The obverse obligation on the first issue reads, "The United States promise to pay to the bearer ["X"] dollars payable at the Treasury of the United States at New York." The first [reverse] obligation seen on the earlier First Issue notes reads, "This note is a legal tender for all debts, public and private, except duties on imports and interest on the public debt, and is exchangeable for U.S. six per cent twenty year bonds, redeemable at the pleasure of the United States after five years." The second obligation, seen on later First Issue notes, states, "This note is a legal tender for all debts public and private except duties on imports and interest on the public debt and is receivable in payment of all loans made to the United States."

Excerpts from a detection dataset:

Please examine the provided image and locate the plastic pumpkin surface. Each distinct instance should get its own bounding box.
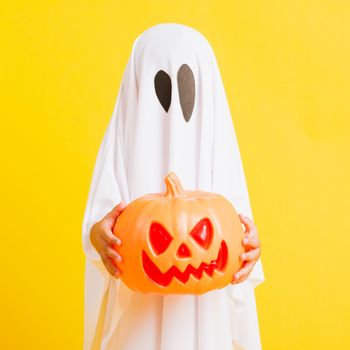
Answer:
[113,172,245,295]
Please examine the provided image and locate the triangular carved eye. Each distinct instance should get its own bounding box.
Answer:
[149,222,173,254]
[154,70,171,112]
[190,218,213,249]
[177,64,195,122]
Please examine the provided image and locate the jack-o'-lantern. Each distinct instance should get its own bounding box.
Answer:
[113,172,244,295]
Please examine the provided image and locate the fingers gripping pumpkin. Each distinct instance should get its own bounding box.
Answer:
[113,172,244,294]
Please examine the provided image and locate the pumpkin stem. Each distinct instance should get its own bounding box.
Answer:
[164,171,185,197]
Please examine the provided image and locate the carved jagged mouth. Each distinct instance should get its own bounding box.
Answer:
[142,241,228,287]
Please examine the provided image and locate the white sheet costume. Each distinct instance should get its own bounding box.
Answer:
[83,23,264,350]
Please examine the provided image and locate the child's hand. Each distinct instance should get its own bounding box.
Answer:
[90,200,126,278]
[231,214,261,284]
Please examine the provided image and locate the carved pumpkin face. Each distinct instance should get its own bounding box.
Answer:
[113,172,244,294]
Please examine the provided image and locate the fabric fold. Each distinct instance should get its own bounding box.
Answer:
[82,23,264,350]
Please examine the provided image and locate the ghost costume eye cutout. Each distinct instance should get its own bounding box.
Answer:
[177,64,195,123]
[154,70,171,112]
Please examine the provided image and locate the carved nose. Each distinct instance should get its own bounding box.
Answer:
[176,243,191,258]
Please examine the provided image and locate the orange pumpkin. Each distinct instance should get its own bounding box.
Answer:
[113,172,244,295]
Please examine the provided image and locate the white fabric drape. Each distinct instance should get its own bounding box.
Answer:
[82,23,264,350]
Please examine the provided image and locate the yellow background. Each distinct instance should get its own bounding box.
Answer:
[0,0,350,350]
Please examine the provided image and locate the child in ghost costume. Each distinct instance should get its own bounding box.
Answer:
[82,23,264,350]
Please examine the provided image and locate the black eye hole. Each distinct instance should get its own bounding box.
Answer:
[177,64,195,122]
[154,70,171,112]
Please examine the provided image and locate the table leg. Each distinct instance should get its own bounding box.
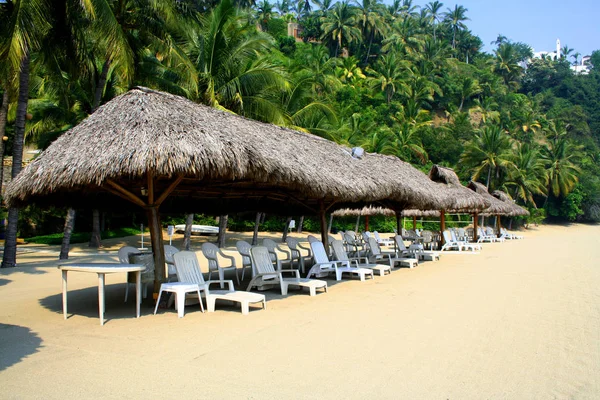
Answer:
[62,271,68,319]
[98,272,106,325]
[135,271,141,318]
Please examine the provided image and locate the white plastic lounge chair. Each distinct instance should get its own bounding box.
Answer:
[477,227,497,243]
[373,231,394,246]
[369,238,419,268]
[286,237,312,274]
[165,244,179,282]
[202,243,240,288]
[331,240,392,276]
[173,251,267,314]
[306,242,373,281]
[485,226,504,242]
[235,240,255,280]
[344,231,366,257]
[450,231,481,251]
[263,239,292,271]
[246,246,327,296]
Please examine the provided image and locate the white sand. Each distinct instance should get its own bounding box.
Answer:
[0,225,600,399]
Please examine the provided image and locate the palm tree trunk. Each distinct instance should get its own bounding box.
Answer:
[0,89,8,195]
[183,214,194,251]
[281,217,292,242]
[58,208,77,260]
[252,212,262,246]
[1,50,29,268]
[217,214,229,247]
[92,60,110,114]
[88,209,102,249]
[296,215,304,233]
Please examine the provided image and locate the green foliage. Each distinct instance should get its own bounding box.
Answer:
[26,228,140,245]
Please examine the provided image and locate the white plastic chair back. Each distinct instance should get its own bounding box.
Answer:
[202,243,219,271]
[235,240,252,265]
[250,246,277,279]
[173,251,205,286]
[263,239,277,262]
[442,231,455,243]
[310,241,329,264]
[165,244,179,275]
[368,238,381,256]
[308,235,320,247]
[394,235,407,253]
[331,240,350,261]
[117,246,140,264]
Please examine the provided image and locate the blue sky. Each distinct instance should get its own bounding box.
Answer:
[410,0,600,55]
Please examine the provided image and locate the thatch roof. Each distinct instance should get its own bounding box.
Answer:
[402,209,440,218]
[492,190,529,217]
[421,165,490,212]
[6,88,448,214]
[467,181,513,215]
[333,206,396,217]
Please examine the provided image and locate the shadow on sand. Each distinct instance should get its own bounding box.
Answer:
[0,324,42,371]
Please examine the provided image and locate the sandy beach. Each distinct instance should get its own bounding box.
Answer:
[0,225,600,399]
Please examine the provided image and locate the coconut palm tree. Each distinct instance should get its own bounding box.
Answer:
[367,53,408,104]
[444,5,469,49]
[460,125,512,189]
[541,124,582,197]
[321,0,360,57]
[425,0,444,42]
[505,143,547,208]
[186,0,286,123]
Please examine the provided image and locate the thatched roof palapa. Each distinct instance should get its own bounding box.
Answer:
[492,190,529,217]
[333,206,396,217]
[428,165,490,213]
[6,88,447,214]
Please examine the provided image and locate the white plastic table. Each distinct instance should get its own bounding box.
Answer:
[58,263,146,325]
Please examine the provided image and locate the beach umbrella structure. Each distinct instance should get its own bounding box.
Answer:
[5,88,448,291]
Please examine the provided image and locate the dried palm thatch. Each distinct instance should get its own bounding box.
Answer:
[421,165,490,212]
[6,88,448,214]
[467,181,513,216]
[492,190,529,217]
[402,209,440,218]
[333,206,396,217]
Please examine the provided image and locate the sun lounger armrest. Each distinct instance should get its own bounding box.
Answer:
[279,269,300,279]
[205,279,235,292]
[219,249,235,267]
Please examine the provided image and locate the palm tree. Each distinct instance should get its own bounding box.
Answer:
[505,143,547,208]
[425,0,444,42]
[354,0,387,63]
[458,77,481,112]
[367,53,408,104]
[541,124,582,197]
[460,125,512,189]
[187,0,286,123]
[321,0,360,57]
[444,5,469,49]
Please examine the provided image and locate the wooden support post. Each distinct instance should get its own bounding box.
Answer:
[146,206,165,295]
[440,210,446,246]
[319,201,329,252]
[496,215,502,237]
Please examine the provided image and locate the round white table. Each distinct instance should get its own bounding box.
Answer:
[58,263,146,325]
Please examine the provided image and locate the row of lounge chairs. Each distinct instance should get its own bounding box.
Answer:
[119,234,446,317]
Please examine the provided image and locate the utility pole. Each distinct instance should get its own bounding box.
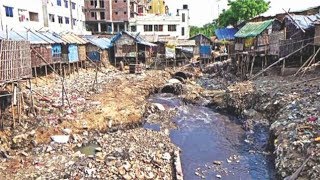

PROBLEMS TO WORK ON ->
[1] In the passage on First Issue note obligations, what is the earlier reverse obligation exchangeable for?
[2] Turn the paragraph beginning "The obverse obligation on the first issue reads" in the passage on First Issue note obligations into a short list that keeps its main facts.
[3] Proceed with the passage on First Issue note obligations from the point where it stops.

REPLIES ->
[1] U.S. six per cent twenty year bonds, redeemable at the pleasure of the United States after five years.

[2]
- Obverse obligation: the United States promise to pay the bearer the stated amount in dollars at the Treasury of the United States at New York.
- First reverse obligation (earlier First Issue notes): legal tender for all debts, public and private, except duties on imports and interest on the public debt; exchangeable for U.S. six per cent twenty year bonds, redeemable at the pleasure of the United States after five years.
- Second reverse obligation (later First Issue notes): legal tender on the same terms, with the same exceptions; receivable in payment of all loans made to the United States.

[3]
Second Issue and Third Issue legal tender issues, printed on August 1, 1862 and March 10, 1863, respectively, contain the second obligation of the First Issue. Second Issue printings were for the $1 and $2 denominations, while the Third Issue covers denominations ranging from $5 to $1,000.
Fourth Issue printings were authorized by the Congressional Act of March 3, 1863 and were issued for denominations ranging from $1 to $10,000 and encompass a range of series, including those dated 1869, 1874, 1878, 1880, 1907, 1917, and 1923. The Fifth Issue was authorized by the Legal Tender Acts of 1862 and 1863 and consists of only $10 notes under the Series of 1901.